LISTED ENTRIES:
================================
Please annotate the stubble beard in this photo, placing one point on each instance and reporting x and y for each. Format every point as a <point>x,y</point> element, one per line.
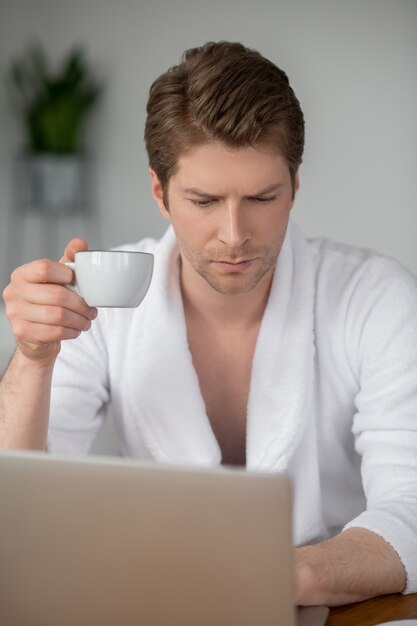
<point>233,283</point>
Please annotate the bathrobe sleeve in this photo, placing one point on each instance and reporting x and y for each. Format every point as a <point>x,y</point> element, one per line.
<point>381,339</point>
<point>80,392</point>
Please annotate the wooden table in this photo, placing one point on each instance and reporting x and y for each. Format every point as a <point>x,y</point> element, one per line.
<point>375,611</point>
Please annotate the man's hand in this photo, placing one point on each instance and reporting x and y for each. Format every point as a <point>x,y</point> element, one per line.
<point>41,311</point>
<point>353,566</point>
================================
WHAT TO PRODUCE:
Write out, without alteration, the line that contains "Please annotate the man's" and all subsequent lines down to the end of the data above.

EXERCISE SOLUTION:
Please annotate the man's hand in this photo, placing one point on each instance and reporting x and y for each. Format every point as a <point>x,y</point> element, one per line.
<point>41,311</point>
<point>353,566</point>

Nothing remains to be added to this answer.